## [Prompt A]
Show every line of the rows below that contains the string "grass". Case counts.

## [Supplied passage]

--- BEGIN ---

This summer, my mom and I rummaged through all of our old stuff in the basement, since we were moving and had to decide what to keep and what to throw away. Looking through papers from elementary school, I came across one of interest. It was a game we played in third grade where each week, the teacher selected one student, and everyone else in the class had to write something nice about them and give it to them. I came across the papers handed to me by my classmates and discovered a common theme amongst the comments. Nearly everyone wrote something along the lines of “I love your stories” or “you’re going to be a great author someday.” I nearly cried when reading them, because it brought back a dream that as a college student, I’d forgotten a while back. I realized that somewhere along the road from third grade to that summer before my junior year of college, I’d lost track of my passion for writing and how it was something I wanted to do with my life. Now don’t get me wrong, I never stopped writing. But figuring that wanting to be an author was like saying I wanted to be a movie star or a famous musician, I pushed it to the back of my mind.

I stared at my LSAT practice book wondering what I was doing. I had no interest in law, so why was I preparing for law school? Finding no answer, I realized that some serious rethinking was in order. Yes, I was on the right track for law school, and would most likely be accepted into one. But it wasn’t what I wanted to do with my life, and it wasn’t what would make me happy. Writing is what I love; writing is what I always have loved. I have so many ideas for novels, yet this whole time I’d been suffocating them with a major I had no interest in and goals that wouldn’t make me happy.

Closing the LSAT practice book, I called my tutor and told him I would no longer be taking practice tests. Relief rushed through my veins immediately afterward. I want to write, and I’ll never succeed if I don’t try. This is my dream, and I’m going to go for it. So all this semester (when I haven’t been focusing on homework) I’ve been writing down my story ideas. Currently, I have two main ones to turn into novels. I’m leaning towards one of them, but will decide for sure which one to write during winter break. Then I’m going to start writing, and I’m so excited for winter break when I won’t have to worry about tests and papers and be able to focus on the book. (Of course winter break will eventually end, but at least it gives me a good month to focus on writing before the start of the spring semester.)

So I’ve created this page to blog about the road to my dream. I know it’s a hard road, but I’m going to try to follow it and do what I truly love. To quote Robert Frost:

“Two roads diverged in a wood
And I took the one less traveled by
And that has made all the difference.”

--- END ---

## [Prompt B]
Answer these questions on the post above about choosing writing over law school:
(i) In what grade did the writer play the game where classmates wrote nice things about one student?
(ii) Whom did the writer call after closing the LSAT practice book?
(iii) How many main story ideas does the writer currently have to turn into novels?

Part of a data file
--- BEGIN ---

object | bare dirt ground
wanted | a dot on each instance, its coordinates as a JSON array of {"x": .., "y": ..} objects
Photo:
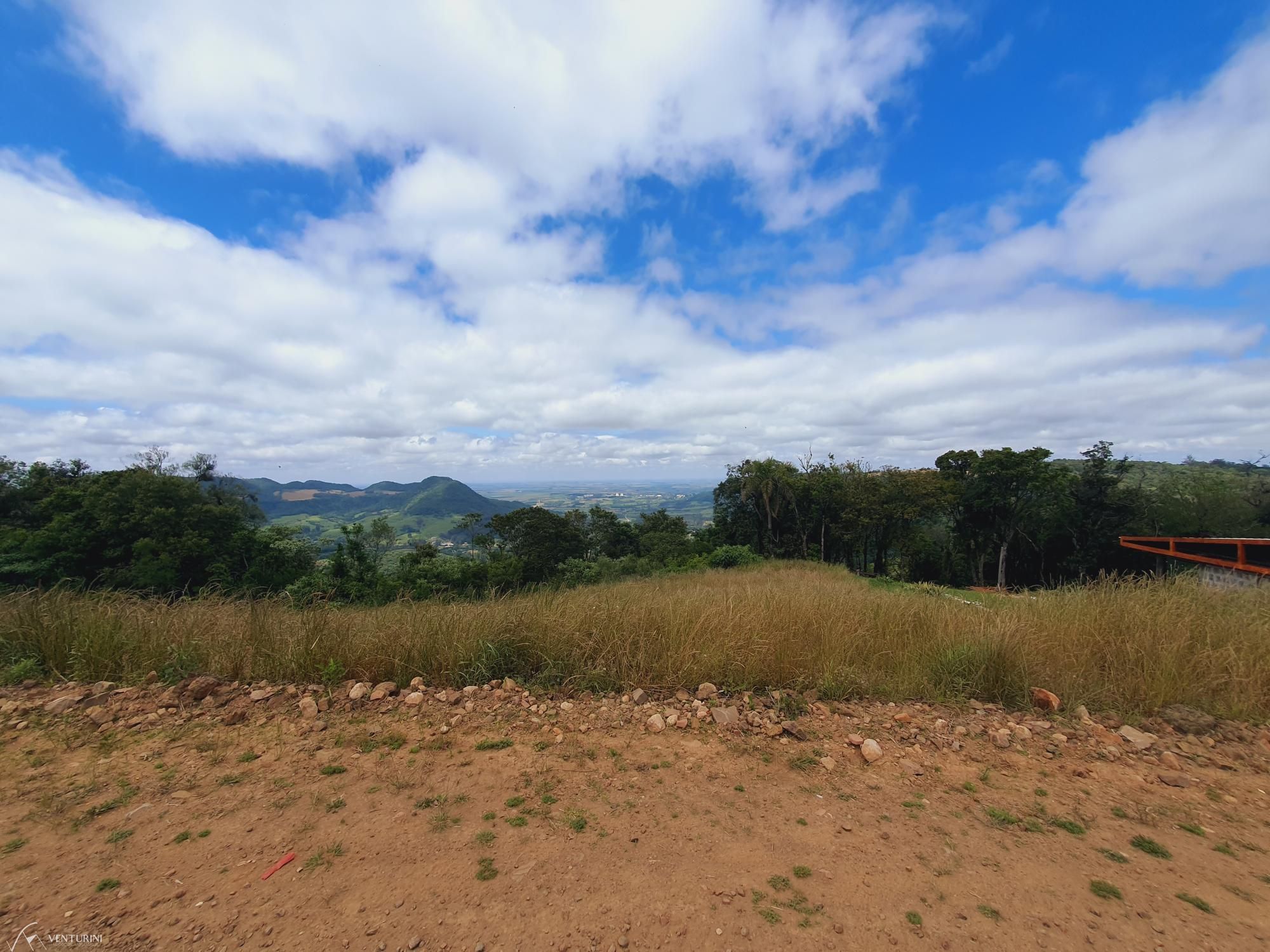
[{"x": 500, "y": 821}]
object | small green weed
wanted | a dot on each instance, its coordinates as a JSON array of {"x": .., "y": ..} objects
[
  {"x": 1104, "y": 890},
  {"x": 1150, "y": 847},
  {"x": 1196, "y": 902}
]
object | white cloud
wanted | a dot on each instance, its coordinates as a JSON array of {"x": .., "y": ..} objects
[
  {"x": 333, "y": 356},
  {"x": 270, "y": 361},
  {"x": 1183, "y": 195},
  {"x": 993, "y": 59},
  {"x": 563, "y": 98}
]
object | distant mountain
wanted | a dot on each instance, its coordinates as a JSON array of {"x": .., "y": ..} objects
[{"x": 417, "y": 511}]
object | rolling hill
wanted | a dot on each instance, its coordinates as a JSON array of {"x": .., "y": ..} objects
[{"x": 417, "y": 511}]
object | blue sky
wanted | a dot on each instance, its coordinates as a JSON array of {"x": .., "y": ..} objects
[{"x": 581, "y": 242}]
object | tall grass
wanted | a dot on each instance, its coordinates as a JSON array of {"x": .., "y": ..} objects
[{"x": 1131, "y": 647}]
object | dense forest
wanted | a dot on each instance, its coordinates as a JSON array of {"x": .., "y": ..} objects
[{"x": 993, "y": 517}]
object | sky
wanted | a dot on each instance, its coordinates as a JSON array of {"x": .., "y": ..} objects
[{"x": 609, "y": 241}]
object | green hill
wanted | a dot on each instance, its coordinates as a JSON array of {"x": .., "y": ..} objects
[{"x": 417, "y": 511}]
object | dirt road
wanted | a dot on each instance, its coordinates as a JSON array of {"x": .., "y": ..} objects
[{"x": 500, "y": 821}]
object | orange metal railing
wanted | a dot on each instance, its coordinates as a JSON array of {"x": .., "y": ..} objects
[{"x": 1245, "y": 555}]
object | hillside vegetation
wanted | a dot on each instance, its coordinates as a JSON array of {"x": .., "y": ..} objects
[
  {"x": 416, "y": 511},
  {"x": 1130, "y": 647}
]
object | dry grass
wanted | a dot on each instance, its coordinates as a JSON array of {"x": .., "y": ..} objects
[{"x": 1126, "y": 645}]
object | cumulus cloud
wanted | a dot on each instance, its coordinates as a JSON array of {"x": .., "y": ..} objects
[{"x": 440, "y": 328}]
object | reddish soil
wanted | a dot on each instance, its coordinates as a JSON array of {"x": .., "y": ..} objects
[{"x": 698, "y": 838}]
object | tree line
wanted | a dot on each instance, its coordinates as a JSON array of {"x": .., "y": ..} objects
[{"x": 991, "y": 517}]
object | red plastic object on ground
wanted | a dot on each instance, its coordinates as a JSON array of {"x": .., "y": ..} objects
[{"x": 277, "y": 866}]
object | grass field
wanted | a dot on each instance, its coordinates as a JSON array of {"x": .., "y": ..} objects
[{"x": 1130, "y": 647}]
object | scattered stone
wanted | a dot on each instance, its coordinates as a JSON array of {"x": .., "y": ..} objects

--- END ---

## [Task response A]
object | tall grass
object | dry grass
object | grass field

## [Task response B]
(i) Third grade.
(ii) The writer's tutor.
(iii) Two.